**Problem details:** Render every entry exactly as it appears.
· · · · · · ·
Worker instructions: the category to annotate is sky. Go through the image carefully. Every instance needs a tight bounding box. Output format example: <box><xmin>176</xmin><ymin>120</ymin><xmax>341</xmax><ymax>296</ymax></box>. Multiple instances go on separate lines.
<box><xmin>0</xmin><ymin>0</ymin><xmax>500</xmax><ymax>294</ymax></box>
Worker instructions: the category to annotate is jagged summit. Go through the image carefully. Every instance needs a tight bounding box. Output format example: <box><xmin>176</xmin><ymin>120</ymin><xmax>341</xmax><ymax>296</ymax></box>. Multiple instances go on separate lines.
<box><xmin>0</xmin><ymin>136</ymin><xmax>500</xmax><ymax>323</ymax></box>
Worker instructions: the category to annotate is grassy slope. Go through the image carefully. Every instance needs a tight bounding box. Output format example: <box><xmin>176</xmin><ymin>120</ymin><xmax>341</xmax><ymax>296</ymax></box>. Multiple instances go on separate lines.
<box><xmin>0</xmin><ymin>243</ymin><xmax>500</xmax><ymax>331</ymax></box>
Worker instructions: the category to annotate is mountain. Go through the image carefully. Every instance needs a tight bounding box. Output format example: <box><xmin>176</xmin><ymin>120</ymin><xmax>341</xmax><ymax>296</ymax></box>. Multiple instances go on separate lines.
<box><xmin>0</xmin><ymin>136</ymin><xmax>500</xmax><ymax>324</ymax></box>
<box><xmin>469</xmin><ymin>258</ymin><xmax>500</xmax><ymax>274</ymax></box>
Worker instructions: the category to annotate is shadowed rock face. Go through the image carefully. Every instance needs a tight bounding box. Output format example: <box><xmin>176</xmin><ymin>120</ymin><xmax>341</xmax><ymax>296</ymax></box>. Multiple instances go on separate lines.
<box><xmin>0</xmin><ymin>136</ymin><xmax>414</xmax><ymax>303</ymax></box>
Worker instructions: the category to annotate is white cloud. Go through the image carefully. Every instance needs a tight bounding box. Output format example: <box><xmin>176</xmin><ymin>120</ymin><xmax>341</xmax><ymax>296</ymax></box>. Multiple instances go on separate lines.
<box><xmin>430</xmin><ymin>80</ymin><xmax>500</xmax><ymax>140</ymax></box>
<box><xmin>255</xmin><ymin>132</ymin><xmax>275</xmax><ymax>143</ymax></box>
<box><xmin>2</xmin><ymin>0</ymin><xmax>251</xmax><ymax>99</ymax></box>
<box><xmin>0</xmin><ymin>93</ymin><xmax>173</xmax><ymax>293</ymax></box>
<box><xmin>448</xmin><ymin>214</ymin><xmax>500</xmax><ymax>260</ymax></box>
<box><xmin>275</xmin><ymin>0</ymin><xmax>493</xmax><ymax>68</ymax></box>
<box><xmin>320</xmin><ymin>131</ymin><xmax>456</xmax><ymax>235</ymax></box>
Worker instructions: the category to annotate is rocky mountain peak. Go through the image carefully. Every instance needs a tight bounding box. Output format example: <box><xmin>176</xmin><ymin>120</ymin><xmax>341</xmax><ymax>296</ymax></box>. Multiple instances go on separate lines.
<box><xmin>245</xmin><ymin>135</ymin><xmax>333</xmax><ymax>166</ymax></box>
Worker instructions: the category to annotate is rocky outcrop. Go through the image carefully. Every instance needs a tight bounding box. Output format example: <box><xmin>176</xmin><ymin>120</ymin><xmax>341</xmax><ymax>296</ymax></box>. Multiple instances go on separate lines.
· · · · · · ·
**Output:**
Worker instructions: the category to annotate is sky. Go through the image carefully. Every instance needs a tight bounding box. Output format example: <box><xmin>176</xmin><ymin>120</ymin><xmax>341</xmax><ymax>296</ymax></box>. Multiple instances go on separate lines.
<box><xmin>0</xmin><ymin>0</ymin><xmax>500</xmax><ymax>294</ymax></box>
Worker instructions: the category to annotate is jagged summit. Go through the image carefully. Every instance needs a tight bounding box. Output format example: <box><xmin>176</xmin><ymin>120</ymin><xmax>341</xmax><ymax>296</ymax></box>. Multiple instances go on separate lines.
<box><xmin>0</xmin><ymin>136</ymin><xmax>500</xmax><ymax>323</ymax></box>
Worker instructions: the category to annotate is grassy slope. Go through the image carefully. Every instance needs a tight bounding box. Output format example: <box><xmin>176</xmin><ymin>120</ymin><xmax>341</xmax><ymax>296</ymax></box>. Multiple instances go on separate lines.
<box><xmin>0</xmin><ymin>243</ymin><xmax>500</xmax><ymax>331</ymax></box>
Worker instructions: the category to annotate is mountain. Go through the image carefully. Every instance needs a tight bounding box. Output format example: <box><xmin>176</xmin><ymin>120</ymin><xmax>341</xmax><ymax>296</ymax></box>. Multiple instances go on separate lines.
<box><xmin>0</xmin><ymin>136</ymin><xmax>500</xmax><ymax>324</ymax></box>
<box><xmin>469</xmin><ymin>258</ymin><xmax>500</xmax><ymax>274</ymax></box>
Worker instructions: the category to annotate is shadowed rock face. Go through the image carefully. Every instance needs a tight bounding box. Output format example: <box><xmin>176</xmin><ymin>120</ymin><xmax>341</xmax><ymax>296</ymax></box>. Multiple instances go on separate lines.
<box><xmin>0</xmin><ymin>136</ymin><xmax>414</xmax><ymax>303</ymax></box>
Worker instructions: the category to annotate is white cloud. Go through the image carefully. Every instance needs a tight bounding box. Output format example: <box><xmin>176</xmin><ymin>120</ymin><xmax>341</xmax><ymax>296</ymax></box>. Multiple instances go on separate lines.
<box><xmin>430</xmin><ymin>80</ymin><xmax>500</xmax><ymax>140</ymax></box>
<box><xmin>255</xmin><ymin>132</ymin><xmax>275</xmax><ymax>143</ymax></box>
<box><xmin>2</xmin><ymin>0</ymin><xmax>251</xmax><ymax>99</ymax></box>
<box><xmin>0</xmin><ymin>93</ymin><xmax>173</xmax><ymax>293</ymax></box>
<box><xmin>448</xmin><ymin>214</ymin><xmax>500</xmax><ymax>260</ymax></box>
<box><xmin>275</xmin><ymin>0</ymin><xmax>493</xmax><ymax>68</ymax></box>
<box><xmin>320</xmin><ymin>131</ymin><xmax>456</xmax><ymax>235</ymax></box>
Worker instructions: the category to annotate is rocky mountain peak. Go through the image carefully. Every instance needs a tight bounding box. Output format example: <box><xmin>176</xmin><ymin>120</ymin><xmax>341</xmax><ymax>296</ymax></box>. Multiple instances go on separate lines.
<box><xmin>245</xmin><ymin>135</ymin><xmax>333</xmax><ymax>166</ymax></box>
Worker instructions: the category to annotate is rocky outcrop. Go through the image carefully. Every instance needs a tight bounding box. Output format example: <box><xmin>176</xmin><ymin>120</ymin><xmax>341</xmax><ymax>296</ymax></box>. Multiple instances go on separate lines.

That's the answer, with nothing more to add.